Provided data —
──────

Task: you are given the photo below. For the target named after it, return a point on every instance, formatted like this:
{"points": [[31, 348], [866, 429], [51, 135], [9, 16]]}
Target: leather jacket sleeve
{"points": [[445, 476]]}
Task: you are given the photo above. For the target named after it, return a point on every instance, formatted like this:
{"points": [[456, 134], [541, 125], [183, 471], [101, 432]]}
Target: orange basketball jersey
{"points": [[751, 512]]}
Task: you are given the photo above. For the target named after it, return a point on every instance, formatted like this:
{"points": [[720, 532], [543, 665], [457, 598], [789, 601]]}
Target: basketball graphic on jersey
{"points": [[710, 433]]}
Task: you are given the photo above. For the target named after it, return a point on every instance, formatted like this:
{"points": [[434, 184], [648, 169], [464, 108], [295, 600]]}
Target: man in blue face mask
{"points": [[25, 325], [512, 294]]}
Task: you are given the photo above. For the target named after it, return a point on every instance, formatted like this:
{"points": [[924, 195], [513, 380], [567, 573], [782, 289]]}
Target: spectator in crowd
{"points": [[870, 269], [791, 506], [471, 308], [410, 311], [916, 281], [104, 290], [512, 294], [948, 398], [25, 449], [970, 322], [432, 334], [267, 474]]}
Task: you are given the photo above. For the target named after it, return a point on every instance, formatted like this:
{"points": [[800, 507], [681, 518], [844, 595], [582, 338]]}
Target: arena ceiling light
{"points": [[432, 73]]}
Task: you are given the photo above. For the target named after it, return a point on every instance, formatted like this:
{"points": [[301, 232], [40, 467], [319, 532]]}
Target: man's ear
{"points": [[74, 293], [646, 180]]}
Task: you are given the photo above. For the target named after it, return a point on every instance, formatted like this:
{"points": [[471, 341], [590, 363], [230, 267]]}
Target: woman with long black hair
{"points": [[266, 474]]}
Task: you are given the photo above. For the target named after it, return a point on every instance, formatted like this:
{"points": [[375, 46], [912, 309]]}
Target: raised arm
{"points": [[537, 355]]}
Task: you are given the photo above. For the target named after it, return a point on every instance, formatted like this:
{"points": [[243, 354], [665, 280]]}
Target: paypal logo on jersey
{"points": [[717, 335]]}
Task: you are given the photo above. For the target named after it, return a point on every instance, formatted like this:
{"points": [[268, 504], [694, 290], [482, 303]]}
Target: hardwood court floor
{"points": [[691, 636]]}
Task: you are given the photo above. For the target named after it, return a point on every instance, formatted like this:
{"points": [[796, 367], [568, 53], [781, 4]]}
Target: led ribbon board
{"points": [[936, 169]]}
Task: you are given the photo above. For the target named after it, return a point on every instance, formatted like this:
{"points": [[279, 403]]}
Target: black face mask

──────

Without changing a word, restate the whole listing.

Task: you are given the photo below. For the target named after it, return a point on every instance, formatted like this:
{"points": [[31, 348], [866, 429], [51, 135], [9, 16]]}
Target: leather jacket sleeve
{"points": [[445, 476]]}
Task: you are given the photo above. For the target named after it, return a point on every instance, formatted like this:
{"points": [[456, 134], [541, 125], [183, 471], [101, 432]]}
Target: orange basketball jersey
{"points": [[751, 512]]}
Task: you are given the photo above. For the target named after it, return a point on every instance, formatted like this:
{"points": [[720, 532], [543, 665], [457, 598], [789, 601]]}
Target: basketball graphic on jersey
{"points": [[710, 433]]}
Task: you are given the photo above. For the target named after it, return a point on every instance, formatted like this:
{"points": [[434, 184], [648, 169], [464, 108], [295, 600]]}
Target: man in blue face mask
{"points": [[25, 325], [512, 294]]}
Task: you are given the photo above. For the target named after it, return a point on every instance, formatted like this:
{"points": [[924, 195], [513, 380], [567, 573], [782, 289]]}
Target: spectator in crowd
{"points": [[870, 269], [791, 506], [471, 308], [410, 311], [916, 281], [104, 290], [512, 294], [948, 398], [25, 449], [970, 322], [432, 334], [267, 474]]}
Task: you are given the photo above. For the target named after it, return a point on every instance, formatted like this:
{"points": [[800, 507], [681, 518], [844, 595], [582, 338]]}
Target: arena ceiling light
{"points": [[432, 73]]}
Task: you are given the photo above. For the target named after it, return a point on every instance, formatted like this:
{"points": [[301, 232], [40, 467], [319, 532]]}
Target: man's ear
{"points": [[74, 293], [646, 180]]}
Task: you are given the photo above. For the target named after it, return a point on every instance, formatted like this:
{"points": [[471, 341], [590, 363], [230, 267]]}
Target: woman with long black hair
{"points": [[266, 474]]}
Task: you are given the photo above. For the target named after it, return a point on every instance, formatted like this:
{"points": [[375, 46], [912, 309]]}
Target: raised arm
{"points": [[537, 355]]}
Task: you are given the photo above. For the target named after it, return a point on every instance, formatted like this:
{"points": [[243, 354], [665, 280]]}
Target: paypal logo on jersey
{"points": [[717, 335]]}
Task: you are given the photo above. For the target named after it, return a point on every instance, formatted like this:
{"points": [[268, 504], [694, 290], [482, 303]]}
Target: hardwood court floor
{"points": [[691, 636]]}
Task: you are given the photo above. For the target named after it, return a point on every instance, formatted like this:
{"points": [[796, 367], [568, 53], [781, 4]]}
Target: led ribbon board
{"points": [[936, 169]]}
Task: you are given the photo above. For the target named after it, return a point on every instance, formatted like this:
{"points": [[279, 403]]}
Target: black face mask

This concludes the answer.